» EXERCISE DESCRIPTION
Go through the records below and copy out each line that contains the word "tree". Case counts.

>> BEGIN GIVEN DATA

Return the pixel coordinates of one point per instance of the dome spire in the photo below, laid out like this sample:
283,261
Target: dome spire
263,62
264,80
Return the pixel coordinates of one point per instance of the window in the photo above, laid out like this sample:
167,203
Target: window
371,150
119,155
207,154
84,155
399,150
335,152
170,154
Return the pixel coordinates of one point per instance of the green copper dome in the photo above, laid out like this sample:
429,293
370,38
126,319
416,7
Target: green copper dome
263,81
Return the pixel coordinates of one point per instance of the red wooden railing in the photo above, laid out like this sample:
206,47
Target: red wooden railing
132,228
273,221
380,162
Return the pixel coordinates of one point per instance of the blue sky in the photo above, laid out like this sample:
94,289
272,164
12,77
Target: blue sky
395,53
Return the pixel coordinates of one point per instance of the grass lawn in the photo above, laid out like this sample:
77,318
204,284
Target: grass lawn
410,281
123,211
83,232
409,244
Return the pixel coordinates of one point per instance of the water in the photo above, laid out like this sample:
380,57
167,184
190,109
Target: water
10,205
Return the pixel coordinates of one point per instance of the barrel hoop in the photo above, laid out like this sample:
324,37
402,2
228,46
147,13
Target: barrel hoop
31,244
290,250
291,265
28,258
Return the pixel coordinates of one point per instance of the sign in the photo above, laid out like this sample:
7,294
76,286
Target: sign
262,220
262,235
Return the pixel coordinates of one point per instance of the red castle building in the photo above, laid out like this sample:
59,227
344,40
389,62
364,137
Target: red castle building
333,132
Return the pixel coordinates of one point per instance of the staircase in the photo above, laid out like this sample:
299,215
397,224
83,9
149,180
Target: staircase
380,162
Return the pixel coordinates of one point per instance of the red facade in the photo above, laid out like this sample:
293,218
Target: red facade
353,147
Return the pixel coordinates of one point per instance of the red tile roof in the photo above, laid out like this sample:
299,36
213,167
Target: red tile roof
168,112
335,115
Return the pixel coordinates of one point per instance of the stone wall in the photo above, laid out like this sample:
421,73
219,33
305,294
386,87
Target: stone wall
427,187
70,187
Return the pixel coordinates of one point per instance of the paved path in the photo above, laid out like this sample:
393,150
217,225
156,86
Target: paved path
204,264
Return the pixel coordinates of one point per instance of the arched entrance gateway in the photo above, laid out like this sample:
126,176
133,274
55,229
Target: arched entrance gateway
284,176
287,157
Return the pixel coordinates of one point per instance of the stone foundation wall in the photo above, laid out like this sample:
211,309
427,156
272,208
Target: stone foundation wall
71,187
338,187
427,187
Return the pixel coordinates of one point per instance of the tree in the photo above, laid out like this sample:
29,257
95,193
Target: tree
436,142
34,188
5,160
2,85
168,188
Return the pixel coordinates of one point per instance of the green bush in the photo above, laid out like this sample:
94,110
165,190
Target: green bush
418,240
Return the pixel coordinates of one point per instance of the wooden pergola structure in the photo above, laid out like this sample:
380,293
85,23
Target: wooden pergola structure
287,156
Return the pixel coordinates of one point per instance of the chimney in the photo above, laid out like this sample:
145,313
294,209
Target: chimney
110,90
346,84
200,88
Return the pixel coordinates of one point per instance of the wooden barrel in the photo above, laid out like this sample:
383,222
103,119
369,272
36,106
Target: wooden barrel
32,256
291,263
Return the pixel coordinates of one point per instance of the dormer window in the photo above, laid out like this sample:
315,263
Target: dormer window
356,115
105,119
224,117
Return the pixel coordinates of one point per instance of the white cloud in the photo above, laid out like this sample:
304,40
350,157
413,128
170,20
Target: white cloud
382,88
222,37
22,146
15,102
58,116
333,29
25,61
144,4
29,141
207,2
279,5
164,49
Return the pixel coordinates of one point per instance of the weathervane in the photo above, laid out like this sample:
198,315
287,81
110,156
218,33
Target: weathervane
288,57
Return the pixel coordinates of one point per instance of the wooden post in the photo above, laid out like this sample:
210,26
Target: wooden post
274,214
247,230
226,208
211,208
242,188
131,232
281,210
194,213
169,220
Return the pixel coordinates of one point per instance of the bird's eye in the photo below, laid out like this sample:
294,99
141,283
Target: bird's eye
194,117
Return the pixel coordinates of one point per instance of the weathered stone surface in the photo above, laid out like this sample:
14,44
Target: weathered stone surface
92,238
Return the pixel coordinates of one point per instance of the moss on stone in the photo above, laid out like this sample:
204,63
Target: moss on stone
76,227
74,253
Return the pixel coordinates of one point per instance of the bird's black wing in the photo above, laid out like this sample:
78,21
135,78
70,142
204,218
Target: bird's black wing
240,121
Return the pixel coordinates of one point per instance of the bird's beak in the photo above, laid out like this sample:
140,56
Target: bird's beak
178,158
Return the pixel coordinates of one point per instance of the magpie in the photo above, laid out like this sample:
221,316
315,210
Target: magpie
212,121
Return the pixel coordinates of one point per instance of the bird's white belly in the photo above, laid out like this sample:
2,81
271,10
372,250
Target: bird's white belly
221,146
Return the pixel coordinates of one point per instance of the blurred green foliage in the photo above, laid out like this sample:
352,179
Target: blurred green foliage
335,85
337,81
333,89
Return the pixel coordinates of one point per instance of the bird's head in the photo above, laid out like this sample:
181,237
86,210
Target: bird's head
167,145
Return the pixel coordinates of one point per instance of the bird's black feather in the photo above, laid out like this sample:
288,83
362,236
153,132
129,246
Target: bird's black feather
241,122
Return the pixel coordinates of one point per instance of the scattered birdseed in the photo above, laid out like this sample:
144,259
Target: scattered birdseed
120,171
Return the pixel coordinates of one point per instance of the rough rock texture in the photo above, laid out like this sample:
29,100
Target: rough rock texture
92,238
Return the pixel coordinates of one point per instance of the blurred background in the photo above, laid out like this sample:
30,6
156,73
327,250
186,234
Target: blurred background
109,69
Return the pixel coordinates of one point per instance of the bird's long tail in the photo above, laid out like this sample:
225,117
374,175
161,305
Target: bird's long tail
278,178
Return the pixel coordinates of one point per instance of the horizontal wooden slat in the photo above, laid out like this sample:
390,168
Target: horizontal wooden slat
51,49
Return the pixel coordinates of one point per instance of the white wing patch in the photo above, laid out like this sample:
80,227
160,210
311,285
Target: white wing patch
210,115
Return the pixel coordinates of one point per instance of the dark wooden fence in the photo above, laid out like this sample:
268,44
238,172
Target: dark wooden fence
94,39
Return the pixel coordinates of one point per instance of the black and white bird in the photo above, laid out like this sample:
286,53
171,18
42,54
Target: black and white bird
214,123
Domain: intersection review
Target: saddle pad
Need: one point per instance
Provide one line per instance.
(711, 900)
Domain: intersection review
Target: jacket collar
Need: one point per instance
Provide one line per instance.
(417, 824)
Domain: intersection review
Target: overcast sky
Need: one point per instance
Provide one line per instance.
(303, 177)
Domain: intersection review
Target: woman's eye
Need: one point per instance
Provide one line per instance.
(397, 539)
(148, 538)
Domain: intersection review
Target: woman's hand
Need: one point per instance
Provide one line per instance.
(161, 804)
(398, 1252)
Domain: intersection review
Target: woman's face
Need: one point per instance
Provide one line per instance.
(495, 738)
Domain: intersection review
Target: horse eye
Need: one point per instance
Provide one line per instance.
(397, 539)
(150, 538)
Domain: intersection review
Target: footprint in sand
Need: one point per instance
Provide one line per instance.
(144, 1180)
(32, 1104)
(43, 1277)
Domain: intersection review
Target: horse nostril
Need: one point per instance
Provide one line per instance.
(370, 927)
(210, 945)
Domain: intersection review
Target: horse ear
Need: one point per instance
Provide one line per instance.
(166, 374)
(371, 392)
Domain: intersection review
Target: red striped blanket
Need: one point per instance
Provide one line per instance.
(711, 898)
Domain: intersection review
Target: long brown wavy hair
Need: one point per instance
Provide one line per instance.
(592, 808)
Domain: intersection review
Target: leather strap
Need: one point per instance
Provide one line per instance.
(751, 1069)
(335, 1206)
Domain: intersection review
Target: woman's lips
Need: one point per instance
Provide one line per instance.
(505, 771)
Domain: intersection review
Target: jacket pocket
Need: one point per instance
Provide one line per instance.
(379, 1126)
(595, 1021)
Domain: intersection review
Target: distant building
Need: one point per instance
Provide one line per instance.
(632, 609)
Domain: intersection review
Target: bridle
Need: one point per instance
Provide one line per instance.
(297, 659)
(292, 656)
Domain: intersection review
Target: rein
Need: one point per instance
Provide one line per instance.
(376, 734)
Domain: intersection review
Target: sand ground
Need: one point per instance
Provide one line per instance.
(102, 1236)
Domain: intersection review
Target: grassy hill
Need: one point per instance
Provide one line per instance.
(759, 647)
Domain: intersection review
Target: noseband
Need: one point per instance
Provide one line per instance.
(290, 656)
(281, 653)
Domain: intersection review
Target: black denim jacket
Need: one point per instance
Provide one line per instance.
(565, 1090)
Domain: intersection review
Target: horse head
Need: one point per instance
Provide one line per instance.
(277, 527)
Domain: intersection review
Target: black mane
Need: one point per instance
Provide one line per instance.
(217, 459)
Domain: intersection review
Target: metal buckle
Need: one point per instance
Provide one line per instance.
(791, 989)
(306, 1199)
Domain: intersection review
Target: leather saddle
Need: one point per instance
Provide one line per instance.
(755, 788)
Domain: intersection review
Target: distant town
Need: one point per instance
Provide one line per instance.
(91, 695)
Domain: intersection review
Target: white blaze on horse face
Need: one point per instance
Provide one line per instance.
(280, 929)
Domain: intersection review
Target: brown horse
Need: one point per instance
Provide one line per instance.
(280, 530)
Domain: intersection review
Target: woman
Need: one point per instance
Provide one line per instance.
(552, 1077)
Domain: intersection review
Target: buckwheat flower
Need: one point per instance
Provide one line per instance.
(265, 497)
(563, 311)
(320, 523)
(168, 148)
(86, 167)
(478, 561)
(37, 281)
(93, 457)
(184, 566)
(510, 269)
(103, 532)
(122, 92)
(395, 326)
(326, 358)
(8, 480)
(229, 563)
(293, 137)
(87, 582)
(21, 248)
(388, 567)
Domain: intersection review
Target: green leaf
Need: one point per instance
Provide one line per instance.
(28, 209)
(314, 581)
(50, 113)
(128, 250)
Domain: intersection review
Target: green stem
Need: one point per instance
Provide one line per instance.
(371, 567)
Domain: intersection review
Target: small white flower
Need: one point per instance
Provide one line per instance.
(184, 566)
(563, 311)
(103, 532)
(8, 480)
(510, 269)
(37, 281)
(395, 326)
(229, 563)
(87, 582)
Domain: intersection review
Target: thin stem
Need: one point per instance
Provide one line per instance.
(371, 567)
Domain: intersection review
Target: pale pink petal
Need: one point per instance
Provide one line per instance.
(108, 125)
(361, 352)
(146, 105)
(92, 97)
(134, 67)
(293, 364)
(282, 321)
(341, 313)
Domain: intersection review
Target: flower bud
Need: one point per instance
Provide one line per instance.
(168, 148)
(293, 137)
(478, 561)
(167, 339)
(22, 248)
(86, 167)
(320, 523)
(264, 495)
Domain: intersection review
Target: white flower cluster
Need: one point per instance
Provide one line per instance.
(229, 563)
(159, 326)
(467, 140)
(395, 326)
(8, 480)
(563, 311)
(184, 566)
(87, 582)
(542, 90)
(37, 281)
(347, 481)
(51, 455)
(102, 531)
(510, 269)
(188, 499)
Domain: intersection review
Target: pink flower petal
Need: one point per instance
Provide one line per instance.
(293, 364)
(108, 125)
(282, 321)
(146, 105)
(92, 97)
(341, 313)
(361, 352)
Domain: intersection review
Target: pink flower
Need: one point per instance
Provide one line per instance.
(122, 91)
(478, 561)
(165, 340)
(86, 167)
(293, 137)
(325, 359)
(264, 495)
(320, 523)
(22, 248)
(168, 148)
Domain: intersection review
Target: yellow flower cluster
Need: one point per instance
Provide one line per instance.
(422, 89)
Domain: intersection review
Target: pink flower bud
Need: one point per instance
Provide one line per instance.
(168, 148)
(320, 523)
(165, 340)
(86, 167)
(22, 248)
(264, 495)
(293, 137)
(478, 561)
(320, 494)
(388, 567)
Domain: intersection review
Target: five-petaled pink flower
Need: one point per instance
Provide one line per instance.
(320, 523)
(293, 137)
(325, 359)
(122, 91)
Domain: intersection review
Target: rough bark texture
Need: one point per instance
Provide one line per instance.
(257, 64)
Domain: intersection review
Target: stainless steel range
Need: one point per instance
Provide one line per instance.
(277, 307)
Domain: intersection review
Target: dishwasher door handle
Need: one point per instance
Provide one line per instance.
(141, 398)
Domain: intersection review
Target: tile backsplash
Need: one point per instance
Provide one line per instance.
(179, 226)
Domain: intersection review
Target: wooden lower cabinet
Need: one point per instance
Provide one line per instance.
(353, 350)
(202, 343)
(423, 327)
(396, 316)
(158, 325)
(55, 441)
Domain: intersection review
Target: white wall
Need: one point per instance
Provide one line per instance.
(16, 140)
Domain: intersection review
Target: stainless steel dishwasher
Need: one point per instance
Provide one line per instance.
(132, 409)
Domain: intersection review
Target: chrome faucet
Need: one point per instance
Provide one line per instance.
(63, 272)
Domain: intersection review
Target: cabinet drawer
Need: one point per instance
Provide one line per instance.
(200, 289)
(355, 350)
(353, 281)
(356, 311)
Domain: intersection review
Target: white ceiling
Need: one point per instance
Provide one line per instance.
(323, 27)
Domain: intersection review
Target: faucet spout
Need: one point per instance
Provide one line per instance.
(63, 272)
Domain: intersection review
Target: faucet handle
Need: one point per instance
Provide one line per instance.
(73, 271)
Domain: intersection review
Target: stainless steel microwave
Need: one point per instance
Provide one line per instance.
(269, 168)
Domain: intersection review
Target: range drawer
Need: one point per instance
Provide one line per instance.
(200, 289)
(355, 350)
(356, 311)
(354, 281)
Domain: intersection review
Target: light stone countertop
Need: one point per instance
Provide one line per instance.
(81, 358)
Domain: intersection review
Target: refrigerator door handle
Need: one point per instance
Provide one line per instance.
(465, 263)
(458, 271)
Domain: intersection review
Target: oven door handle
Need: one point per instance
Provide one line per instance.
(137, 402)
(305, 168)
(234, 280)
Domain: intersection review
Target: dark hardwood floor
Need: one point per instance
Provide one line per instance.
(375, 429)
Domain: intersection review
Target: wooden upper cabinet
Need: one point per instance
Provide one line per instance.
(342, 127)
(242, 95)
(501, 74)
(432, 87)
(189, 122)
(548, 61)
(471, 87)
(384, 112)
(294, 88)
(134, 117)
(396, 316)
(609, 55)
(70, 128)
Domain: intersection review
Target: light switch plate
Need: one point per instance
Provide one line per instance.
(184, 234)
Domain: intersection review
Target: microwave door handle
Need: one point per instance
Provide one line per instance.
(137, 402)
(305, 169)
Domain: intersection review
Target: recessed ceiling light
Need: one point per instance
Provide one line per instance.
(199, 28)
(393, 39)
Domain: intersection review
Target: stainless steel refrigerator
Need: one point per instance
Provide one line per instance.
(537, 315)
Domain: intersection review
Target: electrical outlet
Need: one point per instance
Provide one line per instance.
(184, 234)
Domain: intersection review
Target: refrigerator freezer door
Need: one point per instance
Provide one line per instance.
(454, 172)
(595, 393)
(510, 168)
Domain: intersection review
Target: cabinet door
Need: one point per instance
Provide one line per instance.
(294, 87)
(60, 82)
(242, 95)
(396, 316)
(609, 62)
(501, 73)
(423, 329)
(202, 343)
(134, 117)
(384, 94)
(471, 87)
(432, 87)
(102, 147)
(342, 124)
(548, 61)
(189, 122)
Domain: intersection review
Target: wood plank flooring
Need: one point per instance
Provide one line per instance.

>> END GIVEN DATA

» TASK ANSWER
Return the pixel coordinates of one point per instance of the tree in the photo above, laid out like this sample:
Target: tree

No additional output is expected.